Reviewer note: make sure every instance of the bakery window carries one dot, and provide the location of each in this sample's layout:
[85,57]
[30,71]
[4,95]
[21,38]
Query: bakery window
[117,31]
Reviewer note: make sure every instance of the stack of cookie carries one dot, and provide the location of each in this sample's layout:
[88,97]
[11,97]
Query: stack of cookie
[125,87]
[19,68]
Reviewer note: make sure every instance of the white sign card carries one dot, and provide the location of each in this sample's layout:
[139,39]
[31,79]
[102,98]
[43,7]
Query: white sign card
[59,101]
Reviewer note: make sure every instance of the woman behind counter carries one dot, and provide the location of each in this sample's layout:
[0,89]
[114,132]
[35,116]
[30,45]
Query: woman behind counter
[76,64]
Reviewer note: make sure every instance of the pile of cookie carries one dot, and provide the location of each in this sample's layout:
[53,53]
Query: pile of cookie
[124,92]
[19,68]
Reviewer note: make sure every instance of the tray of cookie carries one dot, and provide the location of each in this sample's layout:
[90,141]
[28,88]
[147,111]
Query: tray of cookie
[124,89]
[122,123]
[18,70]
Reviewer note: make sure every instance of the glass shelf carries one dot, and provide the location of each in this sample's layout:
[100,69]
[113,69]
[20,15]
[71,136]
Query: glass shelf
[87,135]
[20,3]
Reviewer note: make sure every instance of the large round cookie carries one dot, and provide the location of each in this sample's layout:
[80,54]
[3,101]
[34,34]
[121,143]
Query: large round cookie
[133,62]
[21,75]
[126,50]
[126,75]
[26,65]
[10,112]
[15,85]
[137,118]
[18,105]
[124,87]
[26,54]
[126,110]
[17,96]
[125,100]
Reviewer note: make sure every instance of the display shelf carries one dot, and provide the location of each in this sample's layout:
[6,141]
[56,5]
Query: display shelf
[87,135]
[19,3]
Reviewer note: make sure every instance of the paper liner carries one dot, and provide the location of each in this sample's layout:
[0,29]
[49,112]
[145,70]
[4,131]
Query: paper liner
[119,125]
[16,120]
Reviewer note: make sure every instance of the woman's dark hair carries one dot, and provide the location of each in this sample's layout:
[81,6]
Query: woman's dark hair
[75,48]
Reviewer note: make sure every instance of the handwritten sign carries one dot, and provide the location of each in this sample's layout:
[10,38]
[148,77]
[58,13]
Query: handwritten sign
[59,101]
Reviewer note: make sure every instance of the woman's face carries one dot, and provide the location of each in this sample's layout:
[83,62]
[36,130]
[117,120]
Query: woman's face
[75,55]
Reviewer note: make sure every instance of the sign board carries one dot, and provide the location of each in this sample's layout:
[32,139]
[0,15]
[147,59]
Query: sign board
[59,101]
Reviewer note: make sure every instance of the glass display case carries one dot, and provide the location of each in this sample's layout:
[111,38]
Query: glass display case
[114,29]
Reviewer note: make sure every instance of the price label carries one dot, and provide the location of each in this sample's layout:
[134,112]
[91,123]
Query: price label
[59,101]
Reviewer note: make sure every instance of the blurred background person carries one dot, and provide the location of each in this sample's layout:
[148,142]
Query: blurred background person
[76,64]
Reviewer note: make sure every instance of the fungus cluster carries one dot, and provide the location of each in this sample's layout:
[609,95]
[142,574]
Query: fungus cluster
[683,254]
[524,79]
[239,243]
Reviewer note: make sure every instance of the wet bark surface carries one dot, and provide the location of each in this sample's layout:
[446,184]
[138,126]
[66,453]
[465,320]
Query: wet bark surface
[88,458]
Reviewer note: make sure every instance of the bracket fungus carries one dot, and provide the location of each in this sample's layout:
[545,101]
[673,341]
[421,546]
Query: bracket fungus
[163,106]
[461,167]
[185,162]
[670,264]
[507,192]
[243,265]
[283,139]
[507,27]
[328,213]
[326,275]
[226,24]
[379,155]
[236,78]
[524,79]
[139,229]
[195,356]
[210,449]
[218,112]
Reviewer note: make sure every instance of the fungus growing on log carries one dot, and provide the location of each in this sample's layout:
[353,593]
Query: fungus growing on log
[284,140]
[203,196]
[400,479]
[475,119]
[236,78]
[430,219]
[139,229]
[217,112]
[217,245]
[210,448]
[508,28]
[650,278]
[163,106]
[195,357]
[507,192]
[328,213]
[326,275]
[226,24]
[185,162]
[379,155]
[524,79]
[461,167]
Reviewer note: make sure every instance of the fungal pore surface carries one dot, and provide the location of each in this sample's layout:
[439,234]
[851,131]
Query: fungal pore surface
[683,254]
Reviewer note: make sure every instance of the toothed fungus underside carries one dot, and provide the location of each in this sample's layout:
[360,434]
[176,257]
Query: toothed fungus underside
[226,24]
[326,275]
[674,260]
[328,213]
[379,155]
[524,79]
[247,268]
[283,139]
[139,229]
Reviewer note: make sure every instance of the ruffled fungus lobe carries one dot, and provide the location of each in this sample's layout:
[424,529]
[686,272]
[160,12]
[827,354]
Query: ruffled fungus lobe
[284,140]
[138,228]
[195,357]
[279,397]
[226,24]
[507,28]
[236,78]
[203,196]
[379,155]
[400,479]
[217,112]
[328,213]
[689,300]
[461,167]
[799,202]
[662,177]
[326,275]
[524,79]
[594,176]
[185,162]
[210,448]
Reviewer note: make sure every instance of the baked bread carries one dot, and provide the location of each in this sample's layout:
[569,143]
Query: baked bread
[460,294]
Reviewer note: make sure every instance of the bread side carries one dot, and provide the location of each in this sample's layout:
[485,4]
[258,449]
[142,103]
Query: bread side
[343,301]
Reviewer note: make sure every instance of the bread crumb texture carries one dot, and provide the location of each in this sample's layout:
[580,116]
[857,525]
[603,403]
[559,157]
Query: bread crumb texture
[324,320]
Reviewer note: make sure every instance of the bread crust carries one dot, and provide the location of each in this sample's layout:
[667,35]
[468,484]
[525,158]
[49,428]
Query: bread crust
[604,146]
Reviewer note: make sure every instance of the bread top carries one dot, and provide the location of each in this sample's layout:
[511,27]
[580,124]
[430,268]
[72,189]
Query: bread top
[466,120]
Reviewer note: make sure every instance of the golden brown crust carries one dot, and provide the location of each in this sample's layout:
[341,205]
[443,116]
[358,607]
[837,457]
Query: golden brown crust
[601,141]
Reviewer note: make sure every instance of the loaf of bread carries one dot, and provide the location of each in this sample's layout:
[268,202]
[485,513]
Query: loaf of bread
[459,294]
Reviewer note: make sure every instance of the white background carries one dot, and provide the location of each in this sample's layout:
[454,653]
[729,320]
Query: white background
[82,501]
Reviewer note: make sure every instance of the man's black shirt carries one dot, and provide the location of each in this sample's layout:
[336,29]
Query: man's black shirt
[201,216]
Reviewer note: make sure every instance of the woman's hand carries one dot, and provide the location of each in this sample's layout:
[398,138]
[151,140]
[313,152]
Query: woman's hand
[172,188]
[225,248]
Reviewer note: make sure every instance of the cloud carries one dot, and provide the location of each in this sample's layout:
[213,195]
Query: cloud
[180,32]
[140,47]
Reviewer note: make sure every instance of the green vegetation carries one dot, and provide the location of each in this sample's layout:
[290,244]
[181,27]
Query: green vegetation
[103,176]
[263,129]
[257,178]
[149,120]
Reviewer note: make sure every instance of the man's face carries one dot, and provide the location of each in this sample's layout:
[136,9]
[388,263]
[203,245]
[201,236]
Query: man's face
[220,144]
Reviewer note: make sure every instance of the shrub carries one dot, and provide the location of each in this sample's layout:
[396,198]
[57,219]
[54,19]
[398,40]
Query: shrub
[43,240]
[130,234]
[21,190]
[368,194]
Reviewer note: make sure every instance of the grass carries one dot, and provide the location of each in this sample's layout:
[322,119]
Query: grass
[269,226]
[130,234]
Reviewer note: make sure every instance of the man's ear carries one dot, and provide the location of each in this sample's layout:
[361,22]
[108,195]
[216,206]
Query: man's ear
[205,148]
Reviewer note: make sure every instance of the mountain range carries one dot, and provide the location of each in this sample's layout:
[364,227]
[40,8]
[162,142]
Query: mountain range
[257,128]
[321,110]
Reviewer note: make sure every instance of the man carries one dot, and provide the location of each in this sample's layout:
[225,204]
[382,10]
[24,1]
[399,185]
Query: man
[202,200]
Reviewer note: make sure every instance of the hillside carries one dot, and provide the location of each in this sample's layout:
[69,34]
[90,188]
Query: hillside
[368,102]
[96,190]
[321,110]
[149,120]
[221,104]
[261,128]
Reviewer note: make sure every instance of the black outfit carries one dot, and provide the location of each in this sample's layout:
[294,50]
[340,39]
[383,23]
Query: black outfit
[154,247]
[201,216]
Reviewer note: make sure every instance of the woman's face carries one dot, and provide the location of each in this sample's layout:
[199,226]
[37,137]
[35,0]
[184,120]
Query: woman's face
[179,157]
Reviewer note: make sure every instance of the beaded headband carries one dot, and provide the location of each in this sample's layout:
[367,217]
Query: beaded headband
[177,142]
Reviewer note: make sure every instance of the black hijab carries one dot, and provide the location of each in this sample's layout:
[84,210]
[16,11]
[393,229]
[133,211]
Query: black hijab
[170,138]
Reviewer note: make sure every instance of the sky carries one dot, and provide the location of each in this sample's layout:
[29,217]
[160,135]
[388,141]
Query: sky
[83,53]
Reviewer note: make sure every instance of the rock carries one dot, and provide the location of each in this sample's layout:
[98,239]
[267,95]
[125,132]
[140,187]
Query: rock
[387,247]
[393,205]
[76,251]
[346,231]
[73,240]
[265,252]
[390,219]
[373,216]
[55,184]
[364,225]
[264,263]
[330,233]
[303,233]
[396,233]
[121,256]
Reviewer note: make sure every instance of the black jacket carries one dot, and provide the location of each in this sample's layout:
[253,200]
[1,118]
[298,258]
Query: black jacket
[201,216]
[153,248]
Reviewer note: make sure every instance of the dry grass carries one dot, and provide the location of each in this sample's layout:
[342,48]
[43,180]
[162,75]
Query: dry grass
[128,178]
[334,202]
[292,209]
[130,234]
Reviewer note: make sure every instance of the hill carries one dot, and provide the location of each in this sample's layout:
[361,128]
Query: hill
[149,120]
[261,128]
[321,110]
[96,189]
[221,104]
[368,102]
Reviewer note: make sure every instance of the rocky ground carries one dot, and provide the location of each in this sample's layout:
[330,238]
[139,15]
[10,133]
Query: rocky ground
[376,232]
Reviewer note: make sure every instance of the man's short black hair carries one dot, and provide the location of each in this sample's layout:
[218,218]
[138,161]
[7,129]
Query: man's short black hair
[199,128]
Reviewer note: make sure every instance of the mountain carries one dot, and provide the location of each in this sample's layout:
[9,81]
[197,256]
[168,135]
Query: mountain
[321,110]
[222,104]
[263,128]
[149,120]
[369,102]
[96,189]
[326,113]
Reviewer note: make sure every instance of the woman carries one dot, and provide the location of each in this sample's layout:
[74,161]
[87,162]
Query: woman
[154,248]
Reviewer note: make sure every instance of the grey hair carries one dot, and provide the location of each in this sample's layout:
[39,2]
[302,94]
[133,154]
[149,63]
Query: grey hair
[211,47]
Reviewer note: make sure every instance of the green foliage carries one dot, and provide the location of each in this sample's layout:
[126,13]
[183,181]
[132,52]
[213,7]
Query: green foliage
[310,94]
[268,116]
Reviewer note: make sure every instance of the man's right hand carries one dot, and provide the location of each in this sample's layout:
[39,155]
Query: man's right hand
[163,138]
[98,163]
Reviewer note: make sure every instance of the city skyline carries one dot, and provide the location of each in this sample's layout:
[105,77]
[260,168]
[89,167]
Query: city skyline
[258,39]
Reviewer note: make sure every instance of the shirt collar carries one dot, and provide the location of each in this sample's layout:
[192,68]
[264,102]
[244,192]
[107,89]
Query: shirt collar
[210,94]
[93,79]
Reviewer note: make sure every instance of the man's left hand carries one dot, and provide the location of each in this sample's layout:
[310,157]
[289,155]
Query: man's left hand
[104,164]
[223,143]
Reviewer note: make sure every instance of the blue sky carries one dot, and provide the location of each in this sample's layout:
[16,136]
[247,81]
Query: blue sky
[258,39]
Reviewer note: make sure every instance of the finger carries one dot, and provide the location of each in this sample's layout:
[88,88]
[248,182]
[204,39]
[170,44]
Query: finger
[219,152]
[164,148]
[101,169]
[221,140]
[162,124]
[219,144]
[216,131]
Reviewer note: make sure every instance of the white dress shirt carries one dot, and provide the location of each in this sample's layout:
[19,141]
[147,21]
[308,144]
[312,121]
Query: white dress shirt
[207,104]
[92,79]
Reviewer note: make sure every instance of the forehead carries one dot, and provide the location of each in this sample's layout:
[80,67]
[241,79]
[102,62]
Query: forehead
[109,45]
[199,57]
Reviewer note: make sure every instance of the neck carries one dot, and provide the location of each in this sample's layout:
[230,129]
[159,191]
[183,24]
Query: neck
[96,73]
********************
** The request **
Reproduce only the lines running from the one that contains "Reviewer note: make sure every instance of the white dress" to the last line of the records.

** Solution to the exercise **
Reviewer note: make sure every instance of the white dress shirt carries one dot, and provide the location of each in this sample's layout:
[19,141]
[147,21]
[308,144]
[312,121]
Query: white dress shirt
[207,104]
[92,79]
Reviewer note: make sure every instance of the forehead carries one dot, and provide the location of each in this sample's layout:
[80,67]
[241,79]
[102,62]
Query: forehead
[109,45]
[199,57]
Reviewer note: make sure every instance of the neck carries one dot, and provide the location of each in this sample's layout:
[230,129]
[159,191]
[183,24]
Query: neck
[96,73]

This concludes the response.